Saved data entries
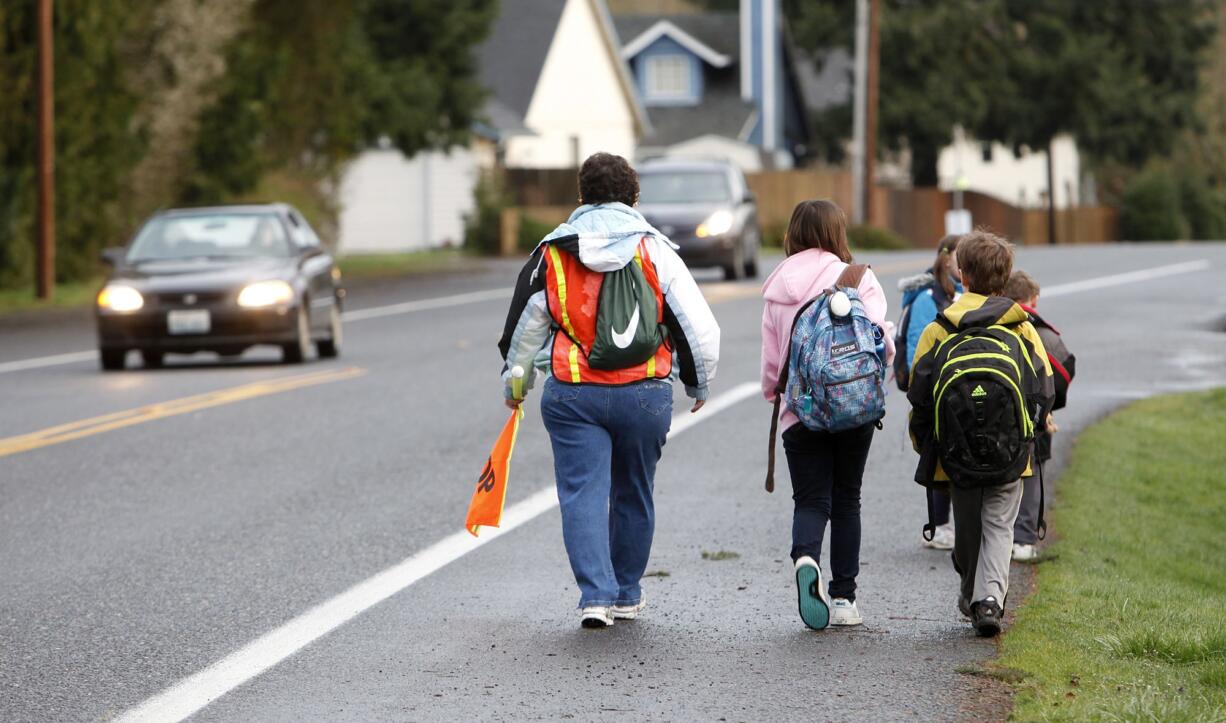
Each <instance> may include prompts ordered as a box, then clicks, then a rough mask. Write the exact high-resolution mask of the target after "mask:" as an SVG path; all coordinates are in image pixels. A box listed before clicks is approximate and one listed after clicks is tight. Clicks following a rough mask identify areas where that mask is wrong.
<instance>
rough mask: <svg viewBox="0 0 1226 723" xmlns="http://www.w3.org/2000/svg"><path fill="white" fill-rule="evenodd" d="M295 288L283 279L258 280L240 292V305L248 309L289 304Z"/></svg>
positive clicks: (261, 307) (239, 303) (292, 297)
mask: <svg viewBox="0 0 1226 723" xmlns="http://www.w3.org/2000/svg"><path fill="white" fill-rule="evenodd" d="M293 298H294V289H293V287H291V286H289V284H287V283H286V282H283V281H257V282H255V283H251V284H246V287H244V288H243V290H242V292H239V294H238V305H239V306H243V308H246V309H262V308H265V306H275V305H277V304H289V301H292V300H293Z"/></svg>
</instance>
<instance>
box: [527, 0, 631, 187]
mask: <svg viewBox="0 0 1226 723" xmlns="http://www.w3.org/2000/svg"><path fill="white" fill-rule="evenodd" d="M525 125H526V126H527V127H528V129H531V130H532V131H533V132H535V134H536V135H535V136H531V137H527V136H525V137H514V138H510V140H509V141H508V146H506V164H508V165H509V167H520V168H568V167H571V165H574V164H575V163H577V162H581V161H582V159H584V158H586V157H587V156H588V154H591V153H595V152H597V151H608V152H611V153H618V154H622V156H625V157H628V158H633V157H634V153H635V150H636V147H638V138H639V136H640V135H641V134H642V132H644V131H645V129H646V127H647V120H646V115H645V114H644V113H642V108H641V105H640V103H639V98H638V93H636V91H635V87H634V83H633V81H631V80H630V77H629V74H628V72H626V69H625V64H624V62H623V61H622V58H620V55H619V53H618V50H617V47H615V36H614V34H613V31H612V26H611V23H609V21H608V18H607V15H606V10H604V6H603V2H602V0H566V4H565V7H564V9H563V11H562V17H560V18H559V22H558V29H557V32H555V33H554V36H553V38H552V40H550V42H549V49H548V53H547V54H546V58H544V64H543V66H542V69H541V75H539V77H538V80H537V82H536V88H535V89H533V92H532V98H531V102H530V103H528V105H527V113H526V114H525Z"/></svg>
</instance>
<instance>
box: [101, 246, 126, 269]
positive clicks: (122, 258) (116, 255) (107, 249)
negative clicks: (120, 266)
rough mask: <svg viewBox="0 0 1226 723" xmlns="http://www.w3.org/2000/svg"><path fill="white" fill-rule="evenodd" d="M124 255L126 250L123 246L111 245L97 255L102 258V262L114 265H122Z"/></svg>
mask: <svg viewBox="0 0 1226 723" xmlns="http://www.w3.org/2000/svg"><path fill="white" fill-rule="evenodd" d="M126 255H128V250H126V249H124V248H123V246H112V248H109V249H103V250H102V254H99V257H101V259H102V262H103V263H105V265H108V266H112V267H114V266H123V263H124V256H126Z"/></svg>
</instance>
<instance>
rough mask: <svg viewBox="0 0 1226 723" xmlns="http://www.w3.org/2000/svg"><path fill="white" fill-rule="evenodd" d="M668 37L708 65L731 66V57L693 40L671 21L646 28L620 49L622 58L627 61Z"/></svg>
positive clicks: (664, 22)
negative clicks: (655, 42)
mask: <svg viewBox="0 0 1226 723" xmlns="http://www.w3.org/2000/svg"><path fill="white" fill-rule="evenodd" d="M663 37H668V38H672V39H673V40H676V42H677V43H678V44H679V45H680V47H682V48H685V49H687V50H689V51H690V53H693V54H694V55H698V56H699V58H701V59H702V60H705V61H706V62H709V64H710V65H714V66H715V67H727V66H728V65H731V64H732V56H731V55H727V54H725V53H720V51H718V50H716V49H714V48H711V47H710V45H707V44H706V43H704V42H702V40H700V39H698V38H695V37H694V36H693V34H690V33H687V32H685V31H684V29H682V28H679V27H677V25H674V23H673V22H672V21H668V20H660V21H657V22H656V25H653V26H651V27H650V28H647V29H646V31H645V32H642V33H641V34H639V36H638V37H636V38H634V39H630V40H629V42H628V43H626V44H625V45H624V47H623V48H622V58H625V59H626V60H629V59H630V58H634V56H635V55H638V54H639V53H642V51H644V50H646V49H647V48H649V47H650V45H651V44H652V43H655V42H656V40H658V39H660V38H663Z"/></svg>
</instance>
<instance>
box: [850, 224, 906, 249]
mask: <svg viewBox="0 0 1226 723" xmlns="http://www.w3.org/2000/svg"><path fill="white" fill-rule="evenodd" d="M847 243H848V244H851V246H852V248H853V249H858V250H861V251H864V250H874V251H899V250H904V249H910V248H912V246H911V241H908V240H906V239H905V238H902V237H900V235H899V234H896V233H894V232H893V230H890V229H888V228H880V227H877V225H853V227H851V228H850V229H847Z"/></svg>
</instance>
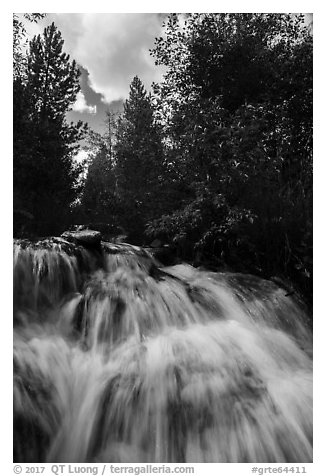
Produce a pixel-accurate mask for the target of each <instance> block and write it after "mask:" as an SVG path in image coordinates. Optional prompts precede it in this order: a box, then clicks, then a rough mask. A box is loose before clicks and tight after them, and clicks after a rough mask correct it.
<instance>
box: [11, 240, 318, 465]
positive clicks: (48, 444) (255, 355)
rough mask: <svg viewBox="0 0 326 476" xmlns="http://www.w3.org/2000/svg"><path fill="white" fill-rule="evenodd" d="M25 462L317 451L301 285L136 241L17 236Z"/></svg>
mask: <svg viewBox="0 0 326 476" xmlns="http://www.w3.org/2000/svg"><path fill="white" fill-rule="evenodd" d="M14 461H15V462H26V463H27V462H28V463H33V462H34V463H35V462H54V463H56V462H64V463H94V462H112V463H119V462H122V463H137V462H140V463H158V462H160V463H164V462H169V463H176V462H181V463H185V462H186V463H191V462H198V463H202V462H203V463H205V462H210V463H222V462H223V463H224V462H231V463H237V462H240V463H247V462H257V463H259V462H261V463H269V462H270V463H275V462H279V463H281V462H291V463H294V462H311V461H312V335H311V330H310V327H309V316H308V315H307V313H306V311H305V308H304V305H303V303H301V302H300V300H299V299H298V298H296V296H295V295H292V296H289V295H288V294H287V292H286V291H285V290H284V289H281V288H279V287H278V286H277V285H276V284H274V283H273V282H270V281H267V280H263V279H260V278H257V277H255V276H251V275H244V274H237V273H213V272H209V271H205V270H201V269H196V268H194V267H192V266H190V265H186V264H180V265H176V266H171V267H163V266H162V265H161V264H160V263H158V262H157V261H156V260H155V259H154V258H153V257H152V256H151V255H150V253H149V252H148V251H145V250H143V249H141V248H138V247H135V246H131V245H128V244H119V245H118V244H112V243H107V242H101V244H100V245H98V246H93V247H92V246H85V244H80V243H78V242H75V243H72V242H69V241H67V240H66V239H63V238H48V239H44V240H41V241H35V242H31V241H27V240H16V241H15V242H14Z"/></svg>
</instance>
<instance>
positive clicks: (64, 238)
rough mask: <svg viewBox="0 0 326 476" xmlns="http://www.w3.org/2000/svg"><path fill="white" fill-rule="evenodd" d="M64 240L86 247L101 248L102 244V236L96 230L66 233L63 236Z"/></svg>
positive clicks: (100, 234)
mask: <svg viewBox="0 0 326 476" xmlns="http://www.w3.org/2000/svg"><path fill="white" fill-rule="evenodd" d="M61 237H62V238H64V239H65V240H67V241H69V242H70V243H76V244H81V245H86V246H99V245H100V244H101V238H102V235H101V233H100V232H99V231H95V230H80V231H65V232H64V233H62V235H61Z"/></svg>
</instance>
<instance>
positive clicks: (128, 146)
mask: <svg viewBox="0 0 326 476" xmlns="http://www.w3.org/2000/svg"><path fill="white" fill-rule="evenodd" d="M115 150H116V163H117V166H116V169H117V179H118V192H119V194H120V198H121V199H122V200H123V201H124V203H125V208H126V210H128V215H129V219H128V223H129V225H130V224H131V220H130V217H131V218H132V220H133V221H134V224H136V222H137V223H138V224H140V223H141V225H140V227H141V226H142V224H143V223H146V221H147V220H148V219H150V218H152V217H153V216H155V212H156V208H157V203H156V202H157V198H158V194H159V191H160V187H161V184H162V180H163V174H164V165H163V147H162V142H161V135H160V129H159V126H158V124H157V123H156V121H155V117H154V107H153V105H152V102H151V97H150V96H149V95H148V94H147V92H146V90H145V88H144V85H143V84H142V82H141V80H140V79H139V78H138V77H137V76H136V77H134V79H133V80H132V82H131V85H130V93H129V98H128V99H127V100H126V102H125V106H124V114H123V115H122V117H121V118H120V120H119V122H118V128H117V138H116V149H115Z"/></svg>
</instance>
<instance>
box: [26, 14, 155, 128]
mask: <svg viewBox="0 0 326 476" xmlns="http://www.w3.org/2000/svg"><path fill="white" fill-rule="evenodd" d="M162 20H163V15H161V14H158V13H48V14H47V16H46V18H45V19H44V20H42V21H41V22H39V23H38V24H33V25H28V32H29V34H30V35H31V36H33V35H34V34H38V33H42V31H43V29H44V26H46V25H48V24H50V23H52V22H53V21H54V23H55V24H56V25H57V27H58V29H59V30H60V31H61V33H62V36H63V39H64V40H65V44H64V49H65V51H66V52H67V53H69V54H70V56H71V58H73V59H75V60H76V61H77V63H78V64H79V66H80V69H81V72H82V75H81V91H80V93H79V94H78V97H77V101H76V103H75V105H74V108H73V109H74V110H73V111H72V112H70V113H69V117H68V119H70V120H74V121H76V120H78V119H81V120H83V121H85V122H88V123H89V125H90V126H91V127H92V128H93V129H94V130H97V131H98V132H101V131H103V127H104V126H103V120H104V118H105V111H106V110H107V109H108V108H110V109H111V110H112V111H116V110H119V109H121V108H122V102H123V100H124V99H126V97H128V93H129V85H130V82H131V80H132V79H133V77H134V76H135V75H137V76H139V77H140V79H141V80H142V81H143V83H144V84H145V87H146V89H147V90H149V89H150V86H151V83H152V82H153V81H159V80H160V79H161V77H162V69H161V68H159V67H157V66H155V64H154V59H153V58H152V57H151V56H150V54H149V49H150V48H152V47H153V46H154V40H155V37H157V36H160V34H161V32H162Z"/></svg>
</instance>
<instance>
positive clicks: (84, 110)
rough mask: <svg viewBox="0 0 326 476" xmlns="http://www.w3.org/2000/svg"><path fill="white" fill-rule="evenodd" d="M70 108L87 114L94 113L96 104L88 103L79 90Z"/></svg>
mask: <svg viewBox="0 0 326 476" xmlns="http://www.w3.org/2000/svg"><path fill="white" fill-rule="evenodd" d="M72 110H73V111H76V112H88V114H96V105H95V106H90V105H88V104H87V102H86V99H85V96H84V94H83V93H82V91H79V93H78V94H77V97H76V102H75V104H74V105H73V106H72Z"/></svg>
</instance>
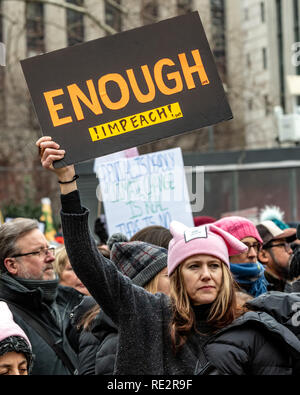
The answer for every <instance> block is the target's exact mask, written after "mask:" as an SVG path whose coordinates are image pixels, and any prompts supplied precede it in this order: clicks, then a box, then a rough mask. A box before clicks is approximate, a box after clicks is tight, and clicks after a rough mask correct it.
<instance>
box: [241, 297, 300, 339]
mask: <svg viewBox="0 0 300 395" xmlns="http://www.w3.org/2000/svg"><path fill="white" fill-rule="evenodd" d="M247 306H248V307H250V308H251V309H253V310H256V311H264V312H266V313H268V314H270V315H272V317H274V318H275V319H276V320H277V321H278V322H280V323H281V324H283V325H284V326H286V327H287V328H288V329H290V330H291V331H292V332H293V333H294V334H295V335H296V336H297V337H298V339H299V340H300V293H296V292H294V293H286V292H279V291H272V292H267V293H265V294H263V295H260V296H259V297H257V298H255V299H252V300H250V301H248V302H247Z"/></svg>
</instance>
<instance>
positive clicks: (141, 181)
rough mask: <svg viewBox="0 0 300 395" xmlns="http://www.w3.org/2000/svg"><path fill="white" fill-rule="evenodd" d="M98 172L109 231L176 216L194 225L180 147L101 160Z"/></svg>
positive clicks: (162, 222) (125, 227)
mask: <svg viewBox="0 0 300 395" xmlns="http://www.w3.org/2000/svg"><path fill="white" fill-rule="evenodd" d="M97 176H98V178H99V181H100V188H101V195H102V196H101V197H102V200H103V204H104V209H105V215H106V221H107V226H108V232H109V235H112V234H113V233H117V232H121V233H123V234H125V235H126V236H127V237H128V238H130V237H131V236H133V235H134V234H135V233H136V232H137V231H139V230H141V229H143V228H144V227H147V226H151V225H160V226H164V227H166V228H169V225H170V222H171V221H172V220H177V221H179V222H182V223H184V224H185V225H186V226H189V227H192V226H194V222H193V216H192V211H191V205H190V200H189V194H188V190H187V185H186V179H185V172H184V166H183V159H182V153H181V149H180V148H174V149H170V150H165V151H159V152H154V153H151V154H147V155H140V156H137V157H133V158H128V159H125V158H120V159H117V160H115V161H112V162H109V163H102V164H101V163H100V164H99V165H98V167H97Z"/></svg>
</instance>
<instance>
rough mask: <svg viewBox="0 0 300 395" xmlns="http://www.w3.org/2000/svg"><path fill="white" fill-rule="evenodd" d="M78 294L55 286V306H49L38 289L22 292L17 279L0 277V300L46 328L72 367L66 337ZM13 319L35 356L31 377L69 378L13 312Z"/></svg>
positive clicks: (62, 288) (39, 338)
mask: <svg viewBox="0 0 300 395" xmlns="http://www.w3.org/2000/svg"><path fill="white" fill-rule="evenodd" d="M81 297H82V296H81V294H80V293H79V292H77V291H76V290H75V289H73V288H69V287H63V286H60V285H58V287H57V296H56V300H55V302H54V303H55V306H53V305H52V306H51V307H49V306H48V305H47V304H46V303H44V302H43V300H42V290H41V289H40V288H38V289H35V290H29V289H26V288H25V287H24V286H23V285H21V284H20V283H19V282H18V281H17V280H15V279H14V278H13V277H12V276H10V275H8V274H2V275H1V278H0V299H4V300H6V301H8V302H12V303H15V304H17V305H19V306H22V307H23V308H25V309H26V310H28V311H30V312H31V313H32V314H33V315H35V316H37V317H38V318H39V319H40V320H42V321H43V323H44V324H45V325H46V327H47V329H48V330H49V332H50V333H51V334H52V336H53V337H54V338H55V339H57V341H58V342H59V343H60V344H61V346H62V347H63V349H64V350H65V352H66V353H67V354H68V356H69V358H70V359H71V361H72V363H73V365H74V367H75V368H77V356H76V354H75V353H74V351H73V349H72V348H71V346H70V344H69V341H68V339H67V336H66V328H67V326H68V322H69V316H70V312H71V311H72V309H73V308H74V306H76V305H77V304H79V302H80V300H81ZM13 316H14V320H15V321H16V323H17V324H18V325H19V326H20V327H21V328H22V329H23V330H24V332H25V333H26V335H27V336H28V338H29V340H30V342H31V345H32V350H33V354H34V355H35V360H34V365H33V370H32V373H31V374H32V375H69V374H70V372H69V370H68V369H67V368H66V366H64V364H63V363H62V361H61V360H60V359H59V358H58V357H57V355H56V353H55V352H54V351H53V349H52V348H51V347H50V346H49V345H48V344H47V343H46V341H45V340H44V339H43V338H42V337H41V336H40V335H39V334H38V333H37V332H36V330H35V329H33V328H32V327H31V326H30V323H28V322H27V320H26V319H23V318H22V317H21V316H20V315H19V314H18V313H16V312H14V311H13Z"/></svg>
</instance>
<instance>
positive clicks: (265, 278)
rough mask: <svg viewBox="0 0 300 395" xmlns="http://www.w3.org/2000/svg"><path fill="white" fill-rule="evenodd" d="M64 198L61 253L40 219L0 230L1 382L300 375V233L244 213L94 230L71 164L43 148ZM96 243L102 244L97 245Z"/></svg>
mask: <svg viewBox="0 0 300 395" xmlns="http://www.w3.org/2000/svg"><path fill="white" fill-rule="evenodd" d="M37 146H38V148H39V151H40V156H41V163H42V166H43V167H44V169H46V170H48V171H51V172H54V173H55V174H56V176H57V179H58V183H59V185H60V192H61V224H62V232H63V238H62V240H63V245H61V247H60V248H57V249H56V250H57V251H56V252H55V251H54V248H53V247H52V246H51V245H49V243H48V241H47V240H46V238H45V236H44V234H43V233H42V232H41V230H40V229H39V226H38V223H37V221H36V220H32V219H25V218H19V219H15V220H12V221H10V222H8V223H5V224H3V225H2V226H1V227H0V374H2V375H11V374H15V375H16V374H20V375H26V374H31V375H113V374H114V375H297V374H299V373H300V329H299V328H300V322H299V320H298V315H299V314H298V313H299V310H300V294H299V293H298V292H299V288H300V240H299V237H300V235H299V232H298V233H297V228H295V227H290V226H289V225H287V224H285V223H283V222H282V221H281V222H280V221H273V220H271V219H264V220H263V221H261V222H260V223H259V224H255V223H254V222H252V221H250V220H249V219H247V218H244V217H239V216H230V217H224V218H221V219H216V218H209V217H201V218H200V217H197V218H195V219H194V221H195V226H194V227H192V228H189V227H187V226H185V225H184V224H182V223H180V222H177V221H172V222H171V224H170V227H169V229H166V228H164V227H162V226H149V227H146V228H144V229H142V230H141V231H139V232H138V233H136V234H135V235H134V236H133V237H132V238H131V239H130V240H128V239H127V238H126V237H125V236H124V235H122V234H119V233H118V234H114V235H110V236H108V235H105V232H104V231H103V227H102V225H101V223H99V221H98V220H97V221H96V223H95V229H94V231H95V233H97V232H96V231H97V230H98V231H99V232H100V233H101V235H104V236H103V237H102V240H98V242H97V241H96V240H95V238H94V237H93V236H92V233H91V232H90V230H89V225H88V216H89V210H88V209H87V208H85V207H83V206H82V204H81V200H80V193H79V191H78V189H77V184H76V178H77V177H76V175H75V169H74V166H66V167H63V168H60V169H56V168H54V167H53V162H54V161H56V160H60V159H62V158H63V157H64V155H65V152H64V151H63V150H60V147H59V146H58V144H56V143H55V142H54V141H53V140H52V139H51V138H50V137H42V138H41V139H39V140H38V141H37ZM99 239H100V237H99Z"/></svg>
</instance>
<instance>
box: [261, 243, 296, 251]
mask: <svg viewBox="0 0 300 395" xmlns="http://www.w3.org/2000/svg"><path fill="white" fill-rule="evenodd" d="M274 247H284V249H285V251H286V252H289V250H290V249H291V247H290V245H289V243H280V244H270V245H268V246H265V247H264V249H265V250H269V249H270V248H274Z"/></svg>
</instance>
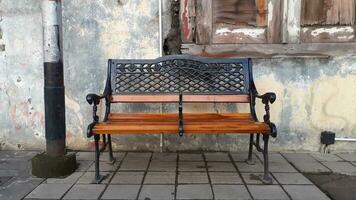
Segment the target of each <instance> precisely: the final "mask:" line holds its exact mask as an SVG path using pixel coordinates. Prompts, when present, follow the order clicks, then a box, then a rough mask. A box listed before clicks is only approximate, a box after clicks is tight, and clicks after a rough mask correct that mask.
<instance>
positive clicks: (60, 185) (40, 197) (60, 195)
mask: <svg viewBox="0 0 356 200" xmlns="http://www.w3.org/2000/svg"><path fill="white" fill-rule="evenodd" d="M71 186H72V184H65V183H54V184H41V185H39V186H38V187H37V188H36V189H34V190H33V191H32V192H31V193H30V194H29V195H27V196H26V199H60V198H61V197H62V196H63V195H64V194H65V193H66V192H67V191H68V190H69V188H70V187H71Z"/></svg>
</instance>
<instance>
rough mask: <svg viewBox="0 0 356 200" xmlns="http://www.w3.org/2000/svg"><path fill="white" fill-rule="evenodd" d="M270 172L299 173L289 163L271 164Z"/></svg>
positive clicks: (274, 162)
mask: <svg viewBox="0 0 356 200" xmlns="http://www.w3.org/2000/svg"><path fill="white" fill-rule="evenodd" d="M269 171H270V172H298V171H297V170H296V169H295V168H294V167H293V166H292V165H291V164H289V163H288V162H270V163H269Z"/></svg>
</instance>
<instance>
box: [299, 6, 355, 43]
mask: <svg viewBox="0 0 356 200" xmlns="http://www.w3.org/2000/svg"><path fill="white" fill-rule="evenodd" d="M355 2H356V0H303V1H302V8H301V12H302V13H301V26H302V29H301V42H317V43H320V42H352V41H356V37H355V35H356V32H355V30H356V29H355V11H356V5H355Z"/></svg>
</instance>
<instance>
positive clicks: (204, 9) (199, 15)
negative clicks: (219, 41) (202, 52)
mask: <svg viewBox="0 0 356 200" xmlns="http://www.w3.org/2000/svg"><path fill="white" fill-rule="evenodd" d="M212 10H213V8H212V0H197V1H196V42H197V44H209V43H210V39H211V31H212V26H213V20H212V19H213V11H212Z"/></svg>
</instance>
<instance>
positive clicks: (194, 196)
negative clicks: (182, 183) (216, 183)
mask: <svg viewBox="0 0 356 200" xmlns="http://www.w3.org/2000/svg"><path fill="white" fill-rule="evenodd" d="M177 199H179V200H183V199H213V193H212V191H211V187H210V185H208V184H202V185H178V187H177Z"/></svg>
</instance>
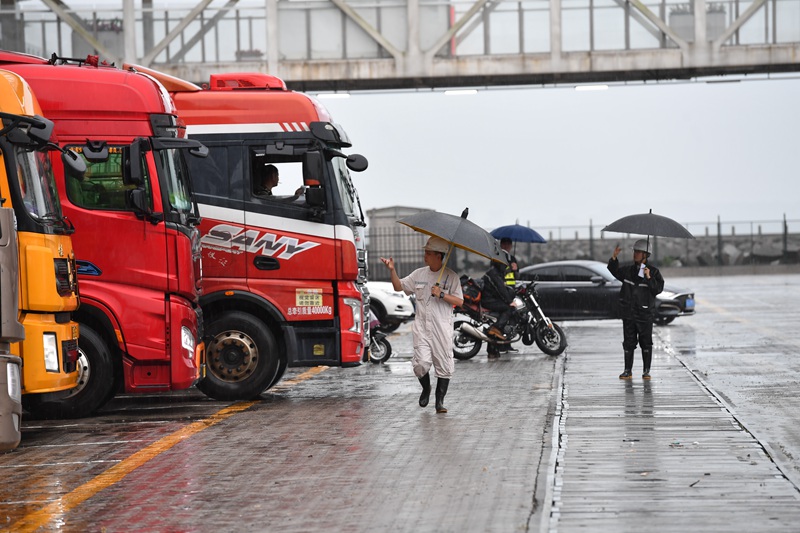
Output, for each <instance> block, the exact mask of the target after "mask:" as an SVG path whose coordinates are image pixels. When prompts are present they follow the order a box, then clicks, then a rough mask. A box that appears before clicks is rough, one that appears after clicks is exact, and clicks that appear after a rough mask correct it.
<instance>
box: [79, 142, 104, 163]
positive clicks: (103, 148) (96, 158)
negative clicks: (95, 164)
mask: <svg viewBox="0 0 800 533" xmlns="http://www.w3.org/2000/svg"><path fill="white" fill-rule="evenodd" d="M83 157H85V158H86V160H87V161H89V162H90V163H102V162H104V161H108V145H107V144H106V142H105V141H89V140H87V141H86V144H85V145H84V147H83Z"/></svg>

● **TASK TO CARRY OUT**:
Beginning with the first line of the records, write out every line up to and including the one with "288L283 279L258 280L240", exactly, and omit all pictures.

● **ANSWER TO THIS TASK**:
Each <instance> may include prompts ordered as a box, then clicks, then a rough mask. Write the exact high-resolution mask of the target after "mask:" as an SVG path; all coordinates are in image pixels. A box listed before clicks is approximate and one listed after clicks is tight. Clicks following a rough mask identify areas where that mask is wrong.
<instance>
rough mask: <svg viewBox="0 0 1226 723" xmlns="http://www.w3.org/2000/svg"><path fill="white" fill-rule="evenodd" d="M295 288L283 279L258 280L240 292V305L248 309L289 304Z"/></svg>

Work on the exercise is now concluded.